— BEGIN —
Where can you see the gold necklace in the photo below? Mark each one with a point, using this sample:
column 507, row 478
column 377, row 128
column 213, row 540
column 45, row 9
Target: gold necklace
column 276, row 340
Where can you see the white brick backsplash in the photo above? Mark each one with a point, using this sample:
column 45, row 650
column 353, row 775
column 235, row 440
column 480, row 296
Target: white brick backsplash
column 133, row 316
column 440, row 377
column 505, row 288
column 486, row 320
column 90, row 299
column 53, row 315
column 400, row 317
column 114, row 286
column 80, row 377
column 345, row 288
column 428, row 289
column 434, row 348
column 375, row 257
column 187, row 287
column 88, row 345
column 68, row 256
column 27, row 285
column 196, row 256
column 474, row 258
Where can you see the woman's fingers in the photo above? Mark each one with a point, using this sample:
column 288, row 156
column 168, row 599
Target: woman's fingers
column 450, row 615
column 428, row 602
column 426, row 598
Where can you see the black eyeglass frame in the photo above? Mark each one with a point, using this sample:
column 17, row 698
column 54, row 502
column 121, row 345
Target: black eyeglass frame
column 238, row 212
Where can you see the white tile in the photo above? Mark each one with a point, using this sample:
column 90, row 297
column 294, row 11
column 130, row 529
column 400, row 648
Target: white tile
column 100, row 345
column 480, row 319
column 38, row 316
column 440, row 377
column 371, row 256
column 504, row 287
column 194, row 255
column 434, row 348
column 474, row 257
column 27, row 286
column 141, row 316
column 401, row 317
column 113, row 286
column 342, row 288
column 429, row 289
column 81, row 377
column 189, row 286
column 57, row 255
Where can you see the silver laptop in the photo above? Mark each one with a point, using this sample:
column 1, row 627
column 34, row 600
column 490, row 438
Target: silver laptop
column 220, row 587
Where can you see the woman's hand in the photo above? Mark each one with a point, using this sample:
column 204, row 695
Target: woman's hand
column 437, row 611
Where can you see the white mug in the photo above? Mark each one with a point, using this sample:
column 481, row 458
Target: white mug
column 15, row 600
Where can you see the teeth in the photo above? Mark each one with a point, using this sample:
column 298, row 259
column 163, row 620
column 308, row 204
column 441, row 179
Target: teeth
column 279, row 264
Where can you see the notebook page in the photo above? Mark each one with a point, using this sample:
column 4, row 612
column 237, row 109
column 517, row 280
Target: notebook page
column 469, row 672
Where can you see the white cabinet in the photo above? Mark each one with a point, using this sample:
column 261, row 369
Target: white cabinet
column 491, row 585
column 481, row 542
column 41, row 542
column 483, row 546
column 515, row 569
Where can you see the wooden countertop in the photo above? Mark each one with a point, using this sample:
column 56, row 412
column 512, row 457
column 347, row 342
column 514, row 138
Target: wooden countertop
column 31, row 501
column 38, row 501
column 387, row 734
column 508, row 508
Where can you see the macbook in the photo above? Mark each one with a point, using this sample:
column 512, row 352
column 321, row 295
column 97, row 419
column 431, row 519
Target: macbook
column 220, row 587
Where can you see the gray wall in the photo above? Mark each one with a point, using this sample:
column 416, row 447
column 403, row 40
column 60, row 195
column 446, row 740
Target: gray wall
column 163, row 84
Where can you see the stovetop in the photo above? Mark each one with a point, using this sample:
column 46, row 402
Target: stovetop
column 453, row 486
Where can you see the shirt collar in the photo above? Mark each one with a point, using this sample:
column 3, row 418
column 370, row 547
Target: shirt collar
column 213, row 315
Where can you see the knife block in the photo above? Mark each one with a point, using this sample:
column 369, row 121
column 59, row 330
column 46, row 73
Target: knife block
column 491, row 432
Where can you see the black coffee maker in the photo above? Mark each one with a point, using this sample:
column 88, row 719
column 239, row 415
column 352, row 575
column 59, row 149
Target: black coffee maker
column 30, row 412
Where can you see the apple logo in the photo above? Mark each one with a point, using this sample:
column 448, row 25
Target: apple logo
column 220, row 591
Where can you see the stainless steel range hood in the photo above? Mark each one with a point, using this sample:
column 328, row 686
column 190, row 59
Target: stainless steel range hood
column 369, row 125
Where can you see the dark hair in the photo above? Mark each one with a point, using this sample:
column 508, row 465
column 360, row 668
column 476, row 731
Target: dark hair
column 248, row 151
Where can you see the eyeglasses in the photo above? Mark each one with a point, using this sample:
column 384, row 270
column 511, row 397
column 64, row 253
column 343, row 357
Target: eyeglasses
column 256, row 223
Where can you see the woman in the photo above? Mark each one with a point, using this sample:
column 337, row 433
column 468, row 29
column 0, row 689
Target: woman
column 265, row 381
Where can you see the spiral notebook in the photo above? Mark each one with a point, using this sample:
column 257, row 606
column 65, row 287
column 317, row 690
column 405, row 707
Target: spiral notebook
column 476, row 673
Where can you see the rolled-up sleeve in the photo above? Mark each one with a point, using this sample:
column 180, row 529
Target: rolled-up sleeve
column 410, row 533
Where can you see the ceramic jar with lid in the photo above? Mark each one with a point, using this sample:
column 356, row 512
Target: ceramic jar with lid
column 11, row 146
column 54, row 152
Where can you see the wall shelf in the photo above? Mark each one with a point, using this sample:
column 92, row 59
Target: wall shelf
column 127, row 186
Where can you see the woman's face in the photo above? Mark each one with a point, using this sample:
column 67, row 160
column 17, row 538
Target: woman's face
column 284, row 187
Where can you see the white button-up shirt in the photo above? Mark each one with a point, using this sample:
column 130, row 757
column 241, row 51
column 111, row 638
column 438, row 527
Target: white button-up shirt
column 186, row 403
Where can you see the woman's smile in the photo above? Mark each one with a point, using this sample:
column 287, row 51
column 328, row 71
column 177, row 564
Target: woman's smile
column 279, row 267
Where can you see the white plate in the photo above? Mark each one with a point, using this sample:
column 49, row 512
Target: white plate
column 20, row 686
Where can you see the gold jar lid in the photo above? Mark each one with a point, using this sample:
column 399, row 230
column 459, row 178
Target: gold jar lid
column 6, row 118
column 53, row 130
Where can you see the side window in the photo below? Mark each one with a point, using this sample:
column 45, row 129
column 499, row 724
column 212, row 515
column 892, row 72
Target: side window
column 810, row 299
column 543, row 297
— END —
Copy all the lines above again, changing every "Target" to "Item" and keeping everything else the same.

• **Result for this exercise**
Where can you see the gold necklace in the photo below? Mark each one with a point, using this sample:
column 507, row 478
column 377, row 128
column 213, row 540
column 45, row 9
Item: gold necklace
column 276, row 340
Where can you see the white brick backsplash in the photo above? Mark each one with a point, using this sample:
column 45, row 650
column 353, row 775
column 235, row 440
column 480, row 296
Item: white brick backsplash
column 133, row 316
column 440, row 377
column 505, row 288
column 486, row 320
column 90, row 299
column 53, row 315
column 400, row 317
column 114, row 286
column 80, row 377
column 345, row 288
column 428, row 289
column 434, row 348
column 375, row 257
column 187, row 287
column 88, row 345
column 68, row 256
column 27, row 285
column 196, row 256
column 474, row 258
Where can you see the woman's fingers in the photo above? Mark each one with a point, using this sample:
column 288, row 156
column 168, row 599
Item: woman's fingers
column 450, row 615
column 428, row 602
column 426, row 598
Where can you see the black eyeglass frame in the photo above? Mark each one with a point, using this sample:
column 17, row 698
column 54, row 502
column 121, row 345
Item: black eyeglass frame
column 238, row 212
Where can you see the white tile in the photo above? Mark each one with a point, using this sample:
column 90, row 297
column 294, row 11
column 130, row 529
column 400, row 648
Item: white tile
column 100, row 345
column 480, row 319
column 38, row 316
column 440, row 377
column 371, row 256
column 504, row 287
column 194, row 255
column 434, row 348
column 474, row 257
column 27, row 286
column 141, row 316
column 401, row 317
column 113, row 286
column 342, row 288
column 429, row 289
column 81, row 377
column 189, row 286
column 57, row 255
Where can you see the silver laptop in the photo above? Mark each one with a point, using this sample:
column 1, row 627
column 34, row 600
column 490, row 438
Item: silver laptop
column 220, row 587
Where can you see the woman's hand in the photo above? Mark each one with a point, using this sample:
column 204, row 695
Item: woman's hand
column 437, row 611
Where can you see the white mug in the photo above? Mark each one with a point, using this sample:
column 481, row 458
Item: white mug
column 15, row 600
Where can you see the teeth in the photo above? Mark each one with a point, using this sample:
column 298, row 259
column 163, row 620
column 308, row 204
column 441, row 179
Item: teeth
column 279, row 264
Where can you see the notebook page in the photo above? Mark each one with a point, using this sample:
column 4, row 612
column 237, row 109
column 517, row 280
Item: notebook page
column 469, row 672
Where can you see the white cabinet in the photo above? Mark each one with a point, using this sample:
column 261, row 369
Item: white cabinet
column 491, row 585
column 481, row 542
column 41, row 542
column 483, row 546
column 515, row 569
Where can you see the wooden countertop in the photo above? Mark each one with a point, using this sample:
column 56, row 412
column 512, row 457
column 347, row 342
column 514, row 138
Item: wooden countertop
column 31, row 501
column 38, row 501
column 387, row 734
column 508, row 508
Where can you see the macbook in the photo above? Mark each one with a point, using this sample:
column 512, row 352
column 321, row 295
column 97, row 419
column 431, row 519
Item: macbook
column 220, row 587
Where can you see the gray wall in the photo above? Mark each one with a point, using this sample:
column 416, row 447
column 403, row 40
column 60, row 195
column 446, row 740
Item: gray wall
column 163, row 84
Where can you see the stovetop in the photo above? Mark each one with a point, using this sample:
column 46, row 402
Item: stovetop
column 453, row 486
Where can you see the shirt collar in the photo above? Mark each one with a point, using this sample:
column 3, row 418
column 370, row 547
Item: shirt collar
column 213, row 315
Where can you see the knife block in the photo above? Mark each one with a point, using this sample:
column 369, row 121
column 59, row 330
column 46, row 73
Item: knife block
column 491, row 432
Where can you see the black coffee maker in the photo above? Mark each one with a point, using this sample:
column 88, row 719
column 239, row 415
column 352, row 575
column 59, row 149
Item: black coffee maker
column 30, row 412
Where can you see the apple logo in the photo above? Mark each one with a point, using this sample:
column 448, row 25
Item: apple logo
column 220, row 591
Where can you see the stainless steel range hood in the photo above? Mark each one with a point, using this sample:
column 328, row 686
column 190, row 59
Item: stainless steel range hood
column 369, row 125
Where can you see the dark hair in the photo above? Mark each one with a point, using this sample:
column 508, row 465
column 360, row 668
column 476, row 731
Item: dark hair
column 248, row 151
Where can you see the eyeglasses in the photo above? Mark each one with a point, using this sample:
column 384, row 270
column 511, row 397
column 64, row 253
column 343, row 357
Item: eyeglasses
column 256, row 223
Where can you see the woman in the photo above? Mark each one with a point, using this sample:
column 337, row 433
column 468, row 29
column 0, row 689
Item: woman
column 265, row 381
Where can you see the spiral notebook in the photo above? Mark each one with a point, using this sample:
column 257, row 606
column 65, row 287
column 317, row 690
column 405, row 707
Item: spiral notebook
column 476, row 673
Where can you see the rolled-up sleeve in the photo above? Mark each one with a point, using this sample:
column 180, row 529
Item: rolled-up sleeve
column 410, row 533
Where can you see the ceramic jar with lid in the photo above? Mark each one with a point, using this sample:
column 356, row 512
Item: ceramic jar with lid
column 11, row 146
column 54, row 152
Where can you see the wall shelf in the photo above? Mark each one with a point, using this sample:
column 92, row 59
Item: wall shelf
column 127, row 186
Where can you see the woman's face in the photo above? Mark each one with a point, using this sample:
column 67, row 160
column 17, row 538
Item: woman's face
column 284, row 187
Where can you see the white button-up shirt in the photo above? Mark each one with a point, using this sample:
column 130, row 757
column 241, row 51
column 111, row 638
column 438, row 527
Item: white button-up shirt
column 186, row 403
Where can you see the woman's smile in the photo above? Mark each one with a point, using this sample:
column 287, row 51
column 328, row 71
column 177, row 564
Item: woman's smile
column 279, row 267
Where can you see the white plate in the photo above? Mark each one with a point, using this sample:
column 49, row 512
Item: white plate
column 20, row 686
Where can you see the gold jar lid in the photo above? Mark each one with a point, using this sample:
column 399, row 230
column 459, row 178
Item: gold jar lid
column 6, row 118
column 53, row 130
Where can you see the side window in the photo below? Mark each one with a point, using this sample:
column 45, row 129
column 499, row 724
column 212, row 515
column 892, row 72
Item: side window
column 810, row 299
column 543, row 297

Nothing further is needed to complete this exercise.